_Goal of the exercise_.
Print, word for word, the lines below, starting at the line that contains "Q: Point out the purple" and ending after the line that contains "x=489 y=454". Leave the pictures out of your copy.

(Records excerpted from a collection)

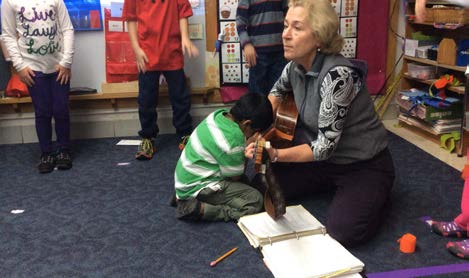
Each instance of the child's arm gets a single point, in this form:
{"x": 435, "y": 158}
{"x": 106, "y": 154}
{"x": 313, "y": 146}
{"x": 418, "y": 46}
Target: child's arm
{"x": 187, "y": 45}
{"x": 4, "y": 51}
{"x": 242, "y": 23}
{"x": 140, "y": 56}
{"x": 10, "y": 41}
{"x": 64, "y": 67}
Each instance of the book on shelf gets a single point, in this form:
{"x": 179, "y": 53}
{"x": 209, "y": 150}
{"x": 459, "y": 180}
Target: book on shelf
{"x": 297, "y": 245}
{"x": 436, "y": 128}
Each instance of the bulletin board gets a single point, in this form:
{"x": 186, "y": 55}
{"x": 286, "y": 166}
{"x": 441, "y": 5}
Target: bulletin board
{"x": 234, "y": 70}
{"x": 84, "y": 14}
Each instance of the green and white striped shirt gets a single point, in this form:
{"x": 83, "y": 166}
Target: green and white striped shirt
{"x": 214, "y": 152}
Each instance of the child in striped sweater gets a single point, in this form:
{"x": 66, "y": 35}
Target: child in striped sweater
{"x": 208, "y": 174}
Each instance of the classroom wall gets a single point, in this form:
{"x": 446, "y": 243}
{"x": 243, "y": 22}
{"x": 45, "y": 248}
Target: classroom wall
{"x": 88, "y": 69}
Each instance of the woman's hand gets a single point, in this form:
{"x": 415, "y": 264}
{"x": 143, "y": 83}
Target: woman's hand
{"x": 26, "y": 76}
{"x": 63, "y": 76}
{"x": 249, "y": 150}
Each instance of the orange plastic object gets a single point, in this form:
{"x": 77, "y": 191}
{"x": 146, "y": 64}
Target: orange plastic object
{"x": 407, "y": 243}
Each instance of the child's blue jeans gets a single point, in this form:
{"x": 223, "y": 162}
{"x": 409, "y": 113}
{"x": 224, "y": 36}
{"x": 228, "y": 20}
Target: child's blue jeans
{"x": 50, "y": 99}
{"x": 179, "y": 96}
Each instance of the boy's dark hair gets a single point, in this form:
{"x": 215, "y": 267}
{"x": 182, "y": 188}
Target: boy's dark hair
{"x": 254, "y": 107}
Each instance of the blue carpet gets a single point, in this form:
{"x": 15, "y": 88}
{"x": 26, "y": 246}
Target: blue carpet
{"x": 100, "y": 219}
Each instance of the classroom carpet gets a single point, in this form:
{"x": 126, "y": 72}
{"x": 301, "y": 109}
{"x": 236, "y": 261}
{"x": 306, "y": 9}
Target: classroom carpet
{"x": 109, "y": 216}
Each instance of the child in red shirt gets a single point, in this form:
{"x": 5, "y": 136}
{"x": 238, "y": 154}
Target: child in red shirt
{"x": 158, "y": 32}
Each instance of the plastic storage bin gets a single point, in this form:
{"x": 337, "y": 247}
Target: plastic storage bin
{"x": 421, "y": 71}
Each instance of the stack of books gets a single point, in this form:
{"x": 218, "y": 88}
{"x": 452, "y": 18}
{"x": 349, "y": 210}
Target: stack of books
{"x": 432, "y": 114}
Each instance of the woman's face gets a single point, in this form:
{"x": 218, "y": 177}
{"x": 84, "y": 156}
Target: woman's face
{"x": 299, "y": 42}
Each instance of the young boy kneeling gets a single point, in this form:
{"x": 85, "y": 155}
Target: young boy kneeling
{"x": 207, "y": 176}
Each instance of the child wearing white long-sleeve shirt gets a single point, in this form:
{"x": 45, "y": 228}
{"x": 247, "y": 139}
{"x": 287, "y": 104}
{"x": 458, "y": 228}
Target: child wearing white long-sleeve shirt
{"x": 38, "y": 36}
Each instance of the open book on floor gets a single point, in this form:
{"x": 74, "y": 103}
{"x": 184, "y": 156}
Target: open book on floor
{"x": 297, "y": 245}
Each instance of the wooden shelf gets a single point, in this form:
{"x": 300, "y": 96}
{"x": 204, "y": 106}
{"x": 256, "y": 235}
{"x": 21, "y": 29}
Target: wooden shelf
{"x": 205, "y": 95}
{"x": 434, "y": 63}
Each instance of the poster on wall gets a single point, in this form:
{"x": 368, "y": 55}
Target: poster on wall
{"x": 84, "y": 14}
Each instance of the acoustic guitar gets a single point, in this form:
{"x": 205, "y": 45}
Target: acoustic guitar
{"x": 280, "y": 135}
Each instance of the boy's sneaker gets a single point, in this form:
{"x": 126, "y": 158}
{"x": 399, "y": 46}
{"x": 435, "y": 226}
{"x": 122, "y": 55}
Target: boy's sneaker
{"x": 448, "y": 229}
{"x": 63, "y": 159}
{"x": 459, "y": 249}
{"x": 145, "y": 150}
{"x": 183, "y": 142}
{"x": 189, "y": 209}
{"x": 46, "y": 164}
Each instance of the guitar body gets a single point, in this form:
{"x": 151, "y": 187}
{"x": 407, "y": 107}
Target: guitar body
{"x": 280, "y": 136}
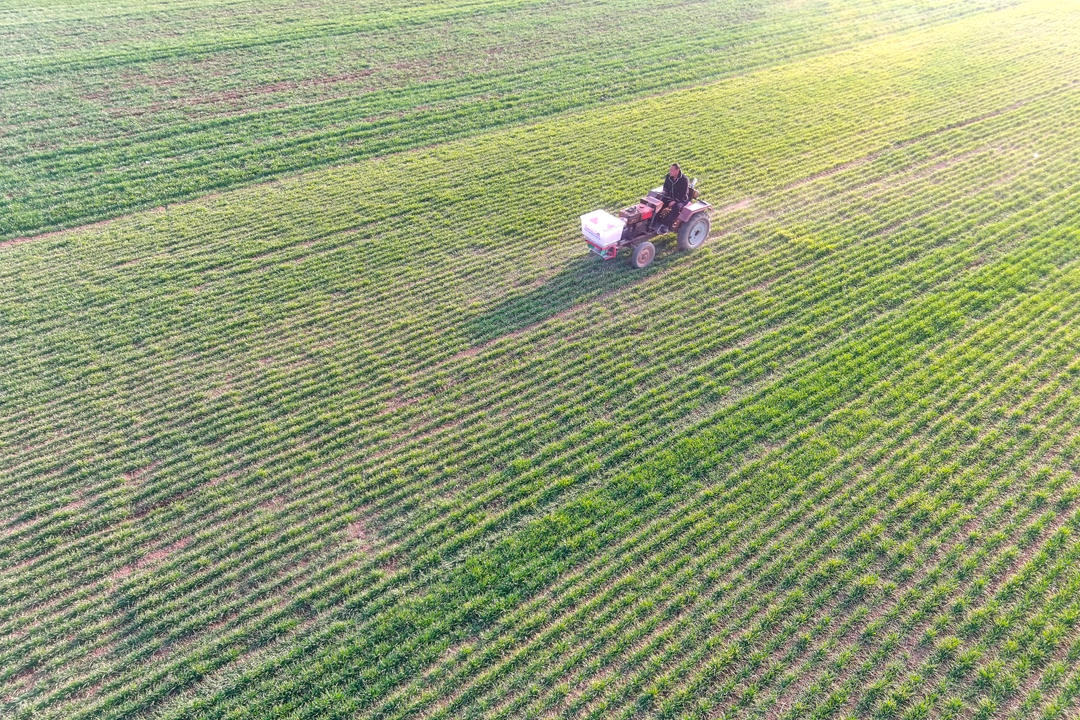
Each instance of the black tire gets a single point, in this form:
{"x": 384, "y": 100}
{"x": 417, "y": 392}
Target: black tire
{"x": 693, "y": 232}
{"x": 643, "y": 255}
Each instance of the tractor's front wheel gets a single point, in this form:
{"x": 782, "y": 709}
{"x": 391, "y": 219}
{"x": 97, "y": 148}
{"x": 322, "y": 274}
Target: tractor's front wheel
{"x": 692, "y": 233}
{"x": 643, "y": 255}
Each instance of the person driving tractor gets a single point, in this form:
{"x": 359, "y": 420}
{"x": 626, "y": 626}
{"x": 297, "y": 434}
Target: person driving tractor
{"x": 676, "y": 194}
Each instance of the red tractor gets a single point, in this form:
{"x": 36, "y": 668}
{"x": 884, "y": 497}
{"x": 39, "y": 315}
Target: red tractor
{"x": 606, "y": 233}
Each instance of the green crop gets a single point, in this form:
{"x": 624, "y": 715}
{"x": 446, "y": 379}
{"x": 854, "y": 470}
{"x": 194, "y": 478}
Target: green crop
{"x": 381, "y": 439}
{"x": 106, "y": 108}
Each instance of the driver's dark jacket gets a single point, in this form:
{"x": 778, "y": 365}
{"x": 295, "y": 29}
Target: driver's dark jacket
{"x": 676, "y": 188}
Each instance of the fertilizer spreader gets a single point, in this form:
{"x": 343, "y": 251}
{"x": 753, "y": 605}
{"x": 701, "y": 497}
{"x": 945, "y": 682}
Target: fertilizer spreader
{"x": 635, "y": 226}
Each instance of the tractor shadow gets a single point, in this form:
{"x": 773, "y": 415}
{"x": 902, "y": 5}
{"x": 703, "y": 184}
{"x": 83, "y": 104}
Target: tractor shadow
{"x": 583, "y": 279}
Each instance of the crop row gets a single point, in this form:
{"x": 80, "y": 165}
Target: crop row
{"x": 144, "y": 119}
{"x": 478, "y": 487}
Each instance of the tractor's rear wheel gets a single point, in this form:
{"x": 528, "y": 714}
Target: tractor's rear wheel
{"x": 643, "y": 255}
{"x": 693, "y": 232}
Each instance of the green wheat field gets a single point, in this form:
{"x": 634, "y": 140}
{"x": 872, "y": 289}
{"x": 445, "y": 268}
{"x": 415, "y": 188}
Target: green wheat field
{"x": 314, "y": 405}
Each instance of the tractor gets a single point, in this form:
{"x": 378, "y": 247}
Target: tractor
{"x": 607, "y": 233}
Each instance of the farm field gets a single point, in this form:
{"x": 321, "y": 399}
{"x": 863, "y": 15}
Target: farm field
{"x": 121, "y": 105}
{"x": 381, "y": 440}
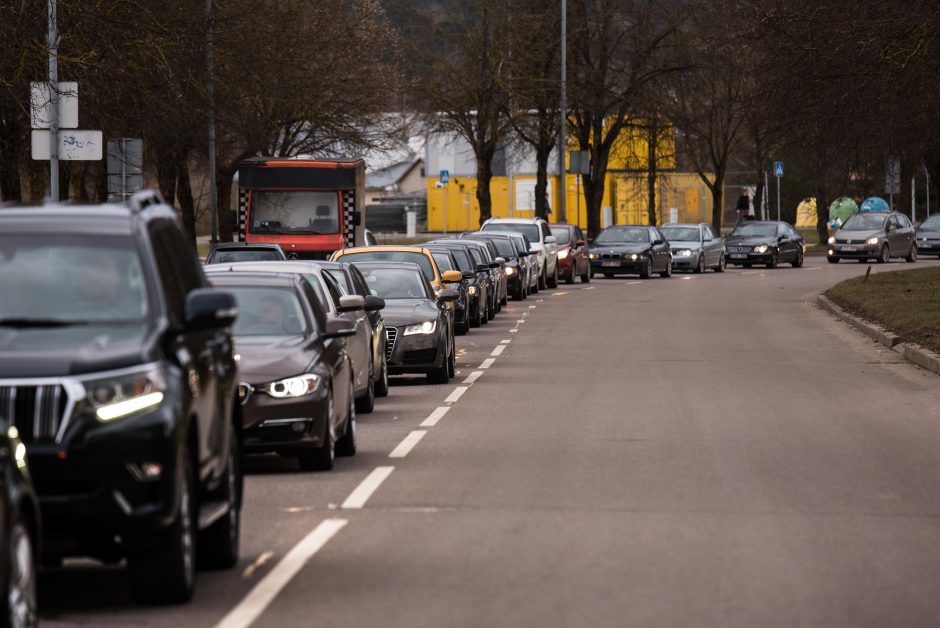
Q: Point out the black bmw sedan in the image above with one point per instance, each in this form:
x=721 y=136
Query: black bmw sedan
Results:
x=767 y=242
x=631 y=249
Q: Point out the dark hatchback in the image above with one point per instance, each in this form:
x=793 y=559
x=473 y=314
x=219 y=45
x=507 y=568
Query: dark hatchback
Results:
x=767 y=242
x=117 y=368
x=631 y=249
x=295 y=379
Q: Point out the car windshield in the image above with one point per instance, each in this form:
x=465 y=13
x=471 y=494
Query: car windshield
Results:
x=931 y=223
x=529 y=230
x=245 y=255
x=395 y=283
x=864 y=222
x=561 y=234
x=681 y=234
x=420 y=259
x=309 y=213
x=623 y=235
x=71 y=279
x=762 y=230
x=266 y=311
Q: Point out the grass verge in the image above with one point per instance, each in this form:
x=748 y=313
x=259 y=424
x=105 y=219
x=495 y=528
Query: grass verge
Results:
x=904 y=302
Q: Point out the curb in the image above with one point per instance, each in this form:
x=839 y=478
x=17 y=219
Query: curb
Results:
x=913 y=353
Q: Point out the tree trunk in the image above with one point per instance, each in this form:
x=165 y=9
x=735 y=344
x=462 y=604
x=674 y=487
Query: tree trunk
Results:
x=184 y=193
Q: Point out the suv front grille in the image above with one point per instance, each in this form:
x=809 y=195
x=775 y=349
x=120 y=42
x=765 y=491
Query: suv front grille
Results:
x=391 y=334
x=36 y=411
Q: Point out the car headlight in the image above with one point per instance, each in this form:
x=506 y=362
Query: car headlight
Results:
x=298 y=386
x=427 y=327
x=125 y=394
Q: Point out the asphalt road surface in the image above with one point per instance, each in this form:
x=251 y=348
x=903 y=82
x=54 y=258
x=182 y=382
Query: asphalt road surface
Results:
x=707 y=450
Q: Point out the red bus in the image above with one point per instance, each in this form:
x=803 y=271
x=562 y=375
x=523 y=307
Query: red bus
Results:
x=311 y=207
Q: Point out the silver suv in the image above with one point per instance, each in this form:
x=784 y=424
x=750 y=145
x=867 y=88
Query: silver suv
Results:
x=543 y=244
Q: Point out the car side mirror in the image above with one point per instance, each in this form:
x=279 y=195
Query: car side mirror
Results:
x=351 y=303
x=374 y=303
x=208 y=308
x=447 y=295
x=452 y=276
x=339 y=328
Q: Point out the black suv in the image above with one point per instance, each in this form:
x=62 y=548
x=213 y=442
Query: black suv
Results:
x=117 y=368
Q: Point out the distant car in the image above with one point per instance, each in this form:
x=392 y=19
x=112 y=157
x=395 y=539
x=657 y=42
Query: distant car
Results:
x=695 y=247
x=20 y=531
x=632 y=249
x=870 y=235
x=295 y=379
x=419 y=340
x=767 y=242
x=573 y=259
x=228 y=252
x=928 y=236
x=543 y=243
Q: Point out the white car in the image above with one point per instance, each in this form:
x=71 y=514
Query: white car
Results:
x=543 y=243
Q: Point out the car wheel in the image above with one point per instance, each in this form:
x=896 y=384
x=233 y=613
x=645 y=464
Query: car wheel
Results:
x=346 y=445
x=22 y=590
x=366 y=403
x=166 y=573
x=885 y=256
x=798 y=262
x=323 y=457
x=218 y=545
x=381 y=385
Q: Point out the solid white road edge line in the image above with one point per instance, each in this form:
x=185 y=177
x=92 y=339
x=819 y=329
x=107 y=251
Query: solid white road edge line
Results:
x=260 y=597
x=455 y=396
x=407 y=444
x=435 y=416
x=361 y=494
x=472 y=377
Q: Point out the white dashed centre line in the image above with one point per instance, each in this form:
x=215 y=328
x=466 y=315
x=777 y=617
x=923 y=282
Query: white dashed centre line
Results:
x=406 y=445
x=435 y=416
x=472 y=377
x=251 y=607
x=455 y=396
x=361 y=494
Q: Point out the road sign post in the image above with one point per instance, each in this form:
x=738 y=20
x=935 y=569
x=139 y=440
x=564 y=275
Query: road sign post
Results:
x=778 y=172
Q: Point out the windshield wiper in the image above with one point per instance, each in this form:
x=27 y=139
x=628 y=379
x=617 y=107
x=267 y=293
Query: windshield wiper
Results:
x=38 y=322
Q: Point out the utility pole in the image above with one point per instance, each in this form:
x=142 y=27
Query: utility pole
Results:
x=563 y=116
x=53 y=103
x=210 y=90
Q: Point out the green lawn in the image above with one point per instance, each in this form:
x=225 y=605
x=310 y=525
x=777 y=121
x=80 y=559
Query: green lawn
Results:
x=905 y=302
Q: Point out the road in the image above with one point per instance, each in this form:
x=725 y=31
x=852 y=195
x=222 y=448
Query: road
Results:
x=699 y=451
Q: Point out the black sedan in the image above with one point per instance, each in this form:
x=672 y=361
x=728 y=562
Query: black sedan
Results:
x=631 y=249
x=296 y=380
x=767 y=242
x=928 y=236
x=419 y=339
x=19 y=527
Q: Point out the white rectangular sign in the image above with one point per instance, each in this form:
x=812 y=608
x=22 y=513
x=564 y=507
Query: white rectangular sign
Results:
x=73 y=145
x=39 y=98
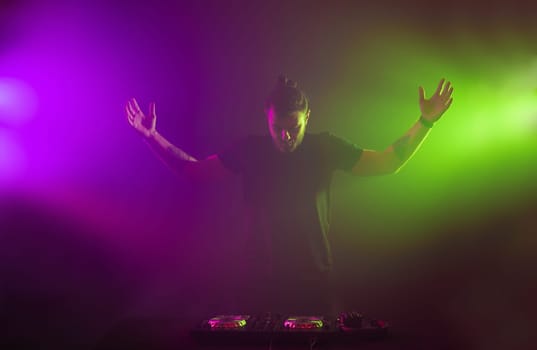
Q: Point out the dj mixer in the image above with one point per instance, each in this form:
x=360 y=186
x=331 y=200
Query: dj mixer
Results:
x=279 y=328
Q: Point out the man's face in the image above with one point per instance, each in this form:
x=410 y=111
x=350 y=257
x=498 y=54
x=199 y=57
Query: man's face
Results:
x=287 y=131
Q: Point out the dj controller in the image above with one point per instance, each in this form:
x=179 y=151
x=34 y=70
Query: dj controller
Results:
x=278 y=328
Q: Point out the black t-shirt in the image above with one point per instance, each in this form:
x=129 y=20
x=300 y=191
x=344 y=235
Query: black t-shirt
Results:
x=287 y=199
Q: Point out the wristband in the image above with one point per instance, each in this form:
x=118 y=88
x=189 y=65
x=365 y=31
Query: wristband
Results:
x=426 y=123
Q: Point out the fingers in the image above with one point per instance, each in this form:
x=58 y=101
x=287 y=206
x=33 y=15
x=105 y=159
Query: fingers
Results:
x=421 y=93
x=449 y=103
x=131 y=106
x=439 y=87
x=152 y=113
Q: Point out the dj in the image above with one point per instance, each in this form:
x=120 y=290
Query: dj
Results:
x=286 y=179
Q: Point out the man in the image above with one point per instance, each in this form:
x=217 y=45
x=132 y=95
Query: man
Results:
x=286 y=179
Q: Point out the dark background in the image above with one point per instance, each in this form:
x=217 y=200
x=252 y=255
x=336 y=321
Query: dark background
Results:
x=97 y=232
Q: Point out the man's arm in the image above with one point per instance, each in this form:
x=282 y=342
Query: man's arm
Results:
x=396 y=155
x=176 y=159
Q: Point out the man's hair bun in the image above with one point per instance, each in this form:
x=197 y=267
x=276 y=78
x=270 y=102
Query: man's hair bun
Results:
x=286 y=97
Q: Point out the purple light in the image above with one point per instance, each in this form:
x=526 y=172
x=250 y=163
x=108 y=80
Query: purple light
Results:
x=12 y=159
x=18 y=102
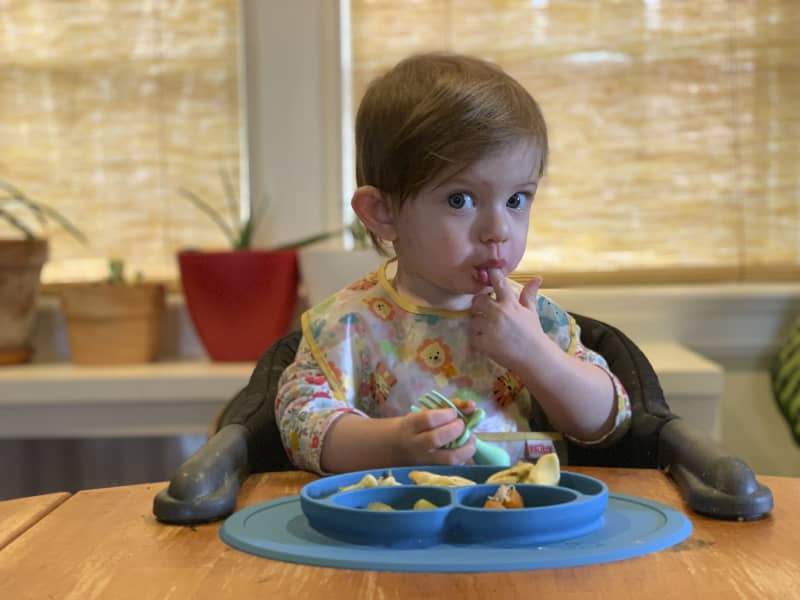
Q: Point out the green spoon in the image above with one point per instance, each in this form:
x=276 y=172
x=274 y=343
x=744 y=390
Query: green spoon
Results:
x=485 y=453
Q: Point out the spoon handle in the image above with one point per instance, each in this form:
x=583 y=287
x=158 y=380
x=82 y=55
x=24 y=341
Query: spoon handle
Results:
x=489 y=454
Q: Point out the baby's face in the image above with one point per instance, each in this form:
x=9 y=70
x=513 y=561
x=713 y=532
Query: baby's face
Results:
x=452 y=232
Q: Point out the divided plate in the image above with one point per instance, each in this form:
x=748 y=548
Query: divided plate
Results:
x=575 y=507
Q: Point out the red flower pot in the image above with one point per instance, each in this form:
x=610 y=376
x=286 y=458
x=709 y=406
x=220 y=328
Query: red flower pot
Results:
x=240 y=302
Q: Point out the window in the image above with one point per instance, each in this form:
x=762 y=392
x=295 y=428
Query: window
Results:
x=106 y=109
x=673 y=126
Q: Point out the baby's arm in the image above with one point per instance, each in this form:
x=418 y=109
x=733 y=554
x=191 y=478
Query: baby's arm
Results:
x=580 y=397
x=323 y=434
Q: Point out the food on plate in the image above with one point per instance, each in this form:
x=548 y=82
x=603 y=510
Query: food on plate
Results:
x=428 y=478
x=506 y=496
x=369 y=480
x=546 y=471
x=423 y=504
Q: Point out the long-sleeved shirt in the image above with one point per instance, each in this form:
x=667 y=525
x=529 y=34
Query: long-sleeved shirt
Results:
x=367 y=350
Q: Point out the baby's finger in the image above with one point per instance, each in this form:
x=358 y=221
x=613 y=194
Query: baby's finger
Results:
x=427 y=420
x=442 y=435
x=499 y=284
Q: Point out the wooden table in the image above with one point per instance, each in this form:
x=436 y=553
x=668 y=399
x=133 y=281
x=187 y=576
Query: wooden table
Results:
x=20 y=514
x=106 y=543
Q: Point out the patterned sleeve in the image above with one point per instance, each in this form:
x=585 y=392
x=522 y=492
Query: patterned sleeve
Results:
x=562 y=328
x=305 y=409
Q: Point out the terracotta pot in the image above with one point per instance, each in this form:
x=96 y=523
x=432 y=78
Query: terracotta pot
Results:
x=113 y=324
x=21 y=264
x=240 y=302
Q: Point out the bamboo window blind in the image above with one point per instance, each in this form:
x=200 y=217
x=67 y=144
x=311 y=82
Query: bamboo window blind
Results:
x=106 y=109
x=674 y=126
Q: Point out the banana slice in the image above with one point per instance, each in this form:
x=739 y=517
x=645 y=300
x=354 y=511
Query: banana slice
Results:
x=428 y=478
x=369 y=480
x=546 y=471
x=519 y=473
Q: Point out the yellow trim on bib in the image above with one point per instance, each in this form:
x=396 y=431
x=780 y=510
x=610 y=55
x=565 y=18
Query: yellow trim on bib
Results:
x=333 y=382
x=414 y=308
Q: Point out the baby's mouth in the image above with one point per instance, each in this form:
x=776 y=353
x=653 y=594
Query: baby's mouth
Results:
x=481 y=271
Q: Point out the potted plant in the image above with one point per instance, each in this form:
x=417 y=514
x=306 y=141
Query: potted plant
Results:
x=327 y=270
x=116 y=321
x=22 y=256
x=241 y=299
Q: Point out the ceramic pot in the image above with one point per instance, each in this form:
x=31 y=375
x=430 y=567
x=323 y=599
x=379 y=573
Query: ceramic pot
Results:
x=240 y=302
x=21 y=264
x=112 y=324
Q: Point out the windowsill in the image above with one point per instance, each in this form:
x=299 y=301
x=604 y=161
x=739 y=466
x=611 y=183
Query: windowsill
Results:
x=686 y=332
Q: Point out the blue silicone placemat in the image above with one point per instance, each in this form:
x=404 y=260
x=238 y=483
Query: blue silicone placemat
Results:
x=279 y=530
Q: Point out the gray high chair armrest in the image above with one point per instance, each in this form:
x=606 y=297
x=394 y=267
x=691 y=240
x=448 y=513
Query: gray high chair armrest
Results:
x=205 y=487
x=712 y=480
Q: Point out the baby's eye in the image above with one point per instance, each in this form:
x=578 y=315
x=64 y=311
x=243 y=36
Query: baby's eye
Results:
x=460 y=200
x=518 y=200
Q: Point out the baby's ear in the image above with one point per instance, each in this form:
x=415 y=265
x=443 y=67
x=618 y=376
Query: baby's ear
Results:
x=374 y=208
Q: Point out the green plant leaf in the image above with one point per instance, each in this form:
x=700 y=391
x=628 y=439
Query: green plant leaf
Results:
x=40 y=211
x=212 y=213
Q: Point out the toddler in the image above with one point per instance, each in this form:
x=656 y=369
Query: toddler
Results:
x=449 y=153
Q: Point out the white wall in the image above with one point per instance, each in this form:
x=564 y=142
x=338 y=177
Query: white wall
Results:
x=737 y=326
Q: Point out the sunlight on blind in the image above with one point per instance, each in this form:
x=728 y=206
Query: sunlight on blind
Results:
x=106 y=109
x=673 y=125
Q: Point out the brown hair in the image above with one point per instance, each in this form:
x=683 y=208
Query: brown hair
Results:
x=433 y=115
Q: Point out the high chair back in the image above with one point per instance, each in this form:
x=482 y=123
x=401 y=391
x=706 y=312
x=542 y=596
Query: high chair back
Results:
x=247 y=441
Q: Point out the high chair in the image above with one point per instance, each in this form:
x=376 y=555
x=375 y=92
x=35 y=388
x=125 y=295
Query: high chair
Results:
x=712 y=481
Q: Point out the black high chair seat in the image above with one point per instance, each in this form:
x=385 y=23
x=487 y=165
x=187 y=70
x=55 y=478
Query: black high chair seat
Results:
x=247 y=440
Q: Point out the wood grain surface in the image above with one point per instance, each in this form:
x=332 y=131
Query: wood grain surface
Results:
x=19 y=514
x=106 y=543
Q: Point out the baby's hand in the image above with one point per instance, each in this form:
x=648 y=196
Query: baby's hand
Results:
x=422 y=434
x=506 y=327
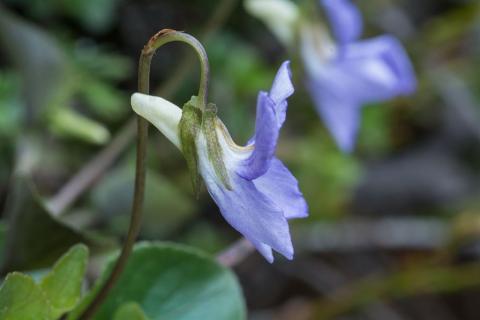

_Result of the exercise_.
Q: Point out the purple light in the image above with one point per instance, each in this form:
x=526 y=172
x=250 y=163
x=108 y=80
Query: purple light
Results:
x=12 y=159
x=18 y=102
Q: Point out the green spoon in the image above with one point per instance, each in this form:
x=276 y=172
x=274 y=343
x=744 y=390
Query: green spoon
Results:
x=485 y=453
Q: Point out the spoon handle in the image above with one point per instance, each in this form:
x=583 y=287
x=158 y=380
x=82 y=55
x=24 y=341
Query: spoon handle
Results:
x=489 y=454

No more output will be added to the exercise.